### [Page]
===============
Une conférence sur Gustave Eiffel ce 17 novembre à la mairie de Cassel - La  Voix du Nord

Gustave Bonickhausen dit Eiffel

À l’époque, l’aïeul de Gustave, tapissier de profession, avait déjà, dans un désir d’intégration à la France, fait accoler à son nom la mention "dit Eiffel­". Pourquoi Eiffel ? En mémoire du plateau d’Eifel, près de Cologne, d’où étaient originaires les Bönickhausen (avec tréma). Trois générations plus tard, François Alexandre, père de Gustave, a rompu avec cette lignée familiale d’artisans pour s’engager, en 1811, dans l’armée napoléonienne. Il a servi sous les ordres d’Eugène de Beauharnais­, fils adoptif de l’Empereur, dans trois campagnes italiennes, avant d’être réformé sous la Restauration.

La mère de Gustave, elle, est une femme d’affaires avisée. Après avoir hérité du commerce de son père, elle s’est engagée dans celui de la houille, favorisé dans la région par une récente voie marchande : le canal de Bourgogne. La famille s’est installée sur le port principal du canal, à Dijon, et Alexandre a rejoint l’entreprise de son épouse.

Grâce au "travail acharné" de ses parents, comme l’écrit Gustave Eiffel dans un recueil intitulé Souvenirs biographiques sur mes dix premières années, la famille a engrangé une belle fortune. Durant son enfance, une fois par semaine, Gustave Bonickhausen dit Eiffel (le tréma n’est pas mentionné sur son acte de naissance) est reçu chez une de ses tantes et son époux, Jean-Baptiste Mollerat, qui dirige une usine chimique à Pouilly-sur-Saône.

Ce dernier participe à la formation et à la vision de chef d’entreprise de son neveu. Il obtient, en 1850, le baccalauréat ès lettres ainsi que le baccalauréat ès sciences, avant de partir à Paris, étudier au collège Sainte-Barbe. "On sait que c’est à partir de ce moment que Gustave ne veut plus être appelé Bonickhausen", note Louis Devance. Il s’inscrit au concours d’entrée à l’École polytechnique sous le seul patronyme d’Eiffel. Recalé, il intègre l’École centrale des arts et manufactures ("Centrale"), où il est formé au diplôme d’ingénieur civil, spécialité chimie. Son objectif ? Entrer dans l’établissement de son oncle, Jean-Baptiste Mollerat, afin de lui succéder et de faire fortune.
===============
### [Consigne]
D'après la page sur Gustave Eiffel, répondez brièvement :
(a) En mémoire de quel lieu l'aïeul de Gustave a-t-il ajouté « dit Eiffel » à son nom ?
(b) En quelle année François Alexandre s'est-il engagé dans l'armée napoléonienne ?
(c) Dans quelle spécialité Gustave est-il formé au diplôme d'ingénieur civil à Centrale ?
===============
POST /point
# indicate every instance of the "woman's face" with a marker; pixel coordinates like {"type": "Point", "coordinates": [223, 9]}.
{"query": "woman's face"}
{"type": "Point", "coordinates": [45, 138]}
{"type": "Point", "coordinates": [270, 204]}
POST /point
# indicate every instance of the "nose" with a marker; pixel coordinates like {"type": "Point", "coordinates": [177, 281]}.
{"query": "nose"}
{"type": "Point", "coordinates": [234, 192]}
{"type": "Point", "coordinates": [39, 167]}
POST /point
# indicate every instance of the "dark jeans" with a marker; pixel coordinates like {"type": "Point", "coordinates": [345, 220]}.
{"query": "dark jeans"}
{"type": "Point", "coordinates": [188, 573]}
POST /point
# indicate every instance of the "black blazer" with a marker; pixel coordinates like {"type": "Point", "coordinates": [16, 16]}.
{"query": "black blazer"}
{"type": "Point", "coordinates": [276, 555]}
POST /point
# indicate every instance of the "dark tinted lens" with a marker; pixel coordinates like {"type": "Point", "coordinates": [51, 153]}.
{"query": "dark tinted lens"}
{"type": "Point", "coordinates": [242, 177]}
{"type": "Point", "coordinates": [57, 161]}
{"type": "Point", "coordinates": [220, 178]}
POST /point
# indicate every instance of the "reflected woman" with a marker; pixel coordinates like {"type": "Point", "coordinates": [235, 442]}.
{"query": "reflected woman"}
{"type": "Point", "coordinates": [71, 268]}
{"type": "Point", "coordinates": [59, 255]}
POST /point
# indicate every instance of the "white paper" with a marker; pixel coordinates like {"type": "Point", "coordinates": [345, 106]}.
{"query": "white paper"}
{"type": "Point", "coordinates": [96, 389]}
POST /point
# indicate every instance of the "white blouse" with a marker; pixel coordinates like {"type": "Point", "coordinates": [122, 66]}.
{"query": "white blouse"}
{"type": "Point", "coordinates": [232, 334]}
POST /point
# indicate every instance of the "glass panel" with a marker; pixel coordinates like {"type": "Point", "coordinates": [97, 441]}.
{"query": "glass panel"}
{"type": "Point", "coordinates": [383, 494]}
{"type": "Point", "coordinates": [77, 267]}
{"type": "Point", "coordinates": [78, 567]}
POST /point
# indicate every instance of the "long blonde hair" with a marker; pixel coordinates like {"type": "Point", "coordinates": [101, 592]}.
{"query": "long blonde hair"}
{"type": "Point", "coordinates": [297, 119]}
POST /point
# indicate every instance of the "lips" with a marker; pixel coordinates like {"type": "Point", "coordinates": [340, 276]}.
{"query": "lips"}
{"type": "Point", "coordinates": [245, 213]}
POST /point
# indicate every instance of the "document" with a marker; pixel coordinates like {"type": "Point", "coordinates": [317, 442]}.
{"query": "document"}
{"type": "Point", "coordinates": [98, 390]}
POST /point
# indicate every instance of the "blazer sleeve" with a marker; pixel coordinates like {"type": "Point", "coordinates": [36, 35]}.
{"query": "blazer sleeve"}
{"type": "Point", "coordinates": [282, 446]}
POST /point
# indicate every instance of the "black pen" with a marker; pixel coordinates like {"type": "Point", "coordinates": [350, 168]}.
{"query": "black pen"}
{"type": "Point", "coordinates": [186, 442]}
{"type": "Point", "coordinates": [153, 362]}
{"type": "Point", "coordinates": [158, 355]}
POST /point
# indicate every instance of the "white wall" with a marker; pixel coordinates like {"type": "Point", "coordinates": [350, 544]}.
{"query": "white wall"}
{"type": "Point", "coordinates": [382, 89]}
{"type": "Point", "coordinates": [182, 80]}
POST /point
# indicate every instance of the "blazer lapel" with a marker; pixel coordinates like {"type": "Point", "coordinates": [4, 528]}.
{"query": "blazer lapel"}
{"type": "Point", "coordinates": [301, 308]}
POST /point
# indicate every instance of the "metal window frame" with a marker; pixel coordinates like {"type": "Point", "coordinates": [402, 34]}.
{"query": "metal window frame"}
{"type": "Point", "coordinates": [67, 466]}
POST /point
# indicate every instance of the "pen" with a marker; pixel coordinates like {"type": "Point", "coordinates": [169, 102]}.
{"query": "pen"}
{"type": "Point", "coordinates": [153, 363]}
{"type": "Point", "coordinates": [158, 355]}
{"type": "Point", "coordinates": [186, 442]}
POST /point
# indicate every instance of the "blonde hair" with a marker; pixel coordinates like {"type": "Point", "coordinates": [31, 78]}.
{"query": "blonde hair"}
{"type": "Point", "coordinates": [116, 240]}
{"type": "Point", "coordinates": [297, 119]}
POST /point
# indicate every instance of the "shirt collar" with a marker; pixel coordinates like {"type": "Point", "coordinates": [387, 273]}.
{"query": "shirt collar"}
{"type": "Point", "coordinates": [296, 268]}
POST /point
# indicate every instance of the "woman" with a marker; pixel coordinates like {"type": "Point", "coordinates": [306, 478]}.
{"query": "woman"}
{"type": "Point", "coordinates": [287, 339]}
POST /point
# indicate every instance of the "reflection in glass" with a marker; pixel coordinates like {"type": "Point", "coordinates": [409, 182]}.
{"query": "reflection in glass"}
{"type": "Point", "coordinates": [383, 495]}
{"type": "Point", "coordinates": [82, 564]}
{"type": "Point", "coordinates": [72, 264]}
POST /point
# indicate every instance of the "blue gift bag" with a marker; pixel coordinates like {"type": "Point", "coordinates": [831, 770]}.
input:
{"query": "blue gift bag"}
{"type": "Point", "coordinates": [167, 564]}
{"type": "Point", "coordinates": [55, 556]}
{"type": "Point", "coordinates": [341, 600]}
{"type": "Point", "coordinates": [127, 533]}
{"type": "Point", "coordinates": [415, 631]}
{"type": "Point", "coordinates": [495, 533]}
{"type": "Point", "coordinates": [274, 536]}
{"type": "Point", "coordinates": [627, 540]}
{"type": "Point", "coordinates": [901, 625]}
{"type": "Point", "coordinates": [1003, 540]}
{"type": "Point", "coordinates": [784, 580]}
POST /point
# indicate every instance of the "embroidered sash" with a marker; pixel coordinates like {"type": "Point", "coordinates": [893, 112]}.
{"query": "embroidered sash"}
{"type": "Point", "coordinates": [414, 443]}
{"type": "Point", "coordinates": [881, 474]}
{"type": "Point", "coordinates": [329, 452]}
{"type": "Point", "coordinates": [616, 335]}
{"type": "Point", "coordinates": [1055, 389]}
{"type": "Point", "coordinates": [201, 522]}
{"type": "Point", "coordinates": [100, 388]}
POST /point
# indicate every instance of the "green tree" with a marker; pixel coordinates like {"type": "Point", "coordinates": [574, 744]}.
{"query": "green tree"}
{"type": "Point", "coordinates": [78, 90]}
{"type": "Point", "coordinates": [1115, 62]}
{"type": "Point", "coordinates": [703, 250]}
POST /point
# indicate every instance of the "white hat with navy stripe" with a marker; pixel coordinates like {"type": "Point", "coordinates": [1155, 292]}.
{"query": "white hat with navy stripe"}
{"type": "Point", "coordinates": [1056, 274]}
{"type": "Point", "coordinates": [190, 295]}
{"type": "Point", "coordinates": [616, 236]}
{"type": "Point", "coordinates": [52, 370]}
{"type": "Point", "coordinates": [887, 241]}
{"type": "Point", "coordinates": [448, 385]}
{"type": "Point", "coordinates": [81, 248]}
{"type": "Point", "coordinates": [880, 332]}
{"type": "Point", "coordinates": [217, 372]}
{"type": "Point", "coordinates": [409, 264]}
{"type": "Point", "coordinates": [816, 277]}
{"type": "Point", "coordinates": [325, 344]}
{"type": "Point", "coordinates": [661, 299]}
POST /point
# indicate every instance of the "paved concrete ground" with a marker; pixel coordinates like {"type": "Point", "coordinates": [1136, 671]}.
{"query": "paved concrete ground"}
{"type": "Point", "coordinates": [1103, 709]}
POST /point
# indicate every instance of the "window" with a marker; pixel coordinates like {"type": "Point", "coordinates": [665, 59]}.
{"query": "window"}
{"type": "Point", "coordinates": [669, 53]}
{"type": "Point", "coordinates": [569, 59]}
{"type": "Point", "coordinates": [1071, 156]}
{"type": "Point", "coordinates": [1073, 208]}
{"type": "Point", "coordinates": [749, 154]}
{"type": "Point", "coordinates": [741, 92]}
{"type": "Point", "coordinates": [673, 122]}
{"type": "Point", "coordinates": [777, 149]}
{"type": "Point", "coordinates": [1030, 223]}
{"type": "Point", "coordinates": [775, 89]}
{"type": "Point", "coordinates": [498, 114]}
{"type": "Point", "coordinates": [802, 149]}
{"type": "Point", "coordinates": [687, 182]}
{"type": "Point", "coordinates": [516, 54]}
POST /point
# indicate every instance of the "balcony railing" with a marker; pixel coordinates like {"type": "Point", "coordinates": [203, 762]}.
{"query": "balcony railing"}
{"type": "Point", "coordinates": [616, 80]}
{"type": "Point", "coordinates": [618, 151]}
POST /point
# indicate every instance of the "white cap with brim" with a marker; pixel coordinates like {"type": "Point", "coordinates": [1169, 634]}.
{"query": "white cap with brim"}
===============
### [Réponse]
(a) Le plateau d'Eifel, près de Cologne, d'où étaient originaires les Bönickhausen.
(b) En 1811.
(c) La chimie.